> _Given instruction 1_: According to the commentary on children's software, which company owns Knowledge Adventure?

> _Source extract_:
'''
Just what every three-year-old needs to know.

JumpStart will go for $30 at stores including Target, Best Buy, Office Depot, and Amazon.com, says the story.

But Knowledge Adventure will be available for rental online for between $8 and $12, and, parents can check their kids’ progress on educational games from the Web,” it says, “and kids will be able to share artwork with peers, personalize their environments, and play new games.”

So what’s scary?

Knowledge Adventure is hard-core. It’s owned by Vivendi Universal, one of the Hollywood studios which, with the other majors studios, funds the MPAA, a front organisation that’s always looking for cool new tricks to get into kids’ minds so it can turn them into good little zombie consumers.

And the younger the better.

Not only but also “We are very skilled at building software products for kids, with immersive 3D play, gaming, and adventure-based learning,” CNET has CEO David Lord openly saying, going on to stress, “it’s an immersive environment”.

‘Immersive’ is a concept much favoured by people who make stuff for kids.

Webkinz, made by Canada’s Ganz, “are probably the most pervasive of the various child magnets, but there are plenty of other sites blatantly or subtly selling to kids, including tots,” said p2pnet in 2007, going on to quote another CNET News story discussing a conference on virtual worlds when, “executives from some of the industry’s biggest sites touted growing audiences of kids, who spend hours a month playing games and socializing,”.
'''
Recorded data:
'''
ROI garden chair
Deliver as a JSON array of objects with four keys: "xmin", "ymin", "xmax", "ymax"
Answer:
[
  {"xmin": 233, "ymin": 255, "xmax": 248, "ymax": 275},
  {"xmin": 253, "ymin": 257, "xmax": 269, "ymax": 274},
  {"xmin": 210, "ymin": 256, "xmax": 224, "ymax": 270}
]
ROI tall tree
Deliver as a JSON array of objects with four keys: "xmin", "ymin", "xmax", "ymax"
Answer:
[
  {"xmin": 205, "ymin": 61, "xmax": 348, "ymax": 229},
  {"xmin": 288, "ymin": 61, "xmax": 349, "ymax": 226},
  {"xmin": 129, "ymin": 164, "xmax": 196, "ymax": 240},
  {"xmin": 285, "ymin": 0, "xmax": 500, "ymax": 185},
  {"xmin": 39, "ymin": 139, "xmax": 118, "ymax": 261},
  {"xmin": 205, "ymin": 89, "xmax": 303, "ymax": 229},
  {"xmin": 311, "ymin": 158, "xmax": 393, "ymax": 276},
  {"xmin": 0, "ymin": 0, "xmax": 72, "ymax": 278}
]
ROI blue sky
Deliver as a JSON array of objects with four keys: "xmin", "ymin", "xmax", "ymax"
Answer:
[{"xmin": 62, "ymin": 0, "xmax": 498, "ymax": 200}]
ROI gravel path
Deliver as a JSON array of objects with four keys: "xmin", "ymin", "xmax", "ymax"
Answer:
'''
> _Given instruction 2_: Print the listing lines verbatim, starting with the line containing "ROI tall tree" and going on through the end of the listing.

> _Reply 1_: Vivendi Universal

> _Reply 2_:
ROI tall tree
Deliver as a JSON array of objects with four keys: "xmin", "ymin", "xmax", "ymax"
Answer:
[
  {"xmin": 205, "ymin": 61, "xmax": 348, "ymax": 229},
  {"xmin": 288, "ymin": 61, "xmax": 349, "ymax": 226},
  {"xmin": 129, "ymin": 164, "xmax": 196, "ymax": 240},
  {"xmin": 285, "ymin": 0, "xmax": 500, "ymax": 185},
  {"xmin": 39, "ymin": 139, "xmax": 118, "ymax": 261},
  {"xmin": 205, "ymin": 89, "xmax": 303, "ymax": 229},
  {"xmin": 311, "ymin": 158, "xmax": 393, "ymax": 276},
  {"xmin": 0, "ymin": 0, "xmax": 72, "ymax": 278}
]
ROI blue sky
Deliver as a JSON array of objects with four keys: "xmin", "ymin", "xmax", "ymax"
Answer:
[{"xmin": 62, "ymin": 0, "xmax": 498, "ymax": 200}]
ROI gravel path
Deliver as a JSON array of objects with four keys: "xmin", "ymin", "xmax", "ymax"
Answer:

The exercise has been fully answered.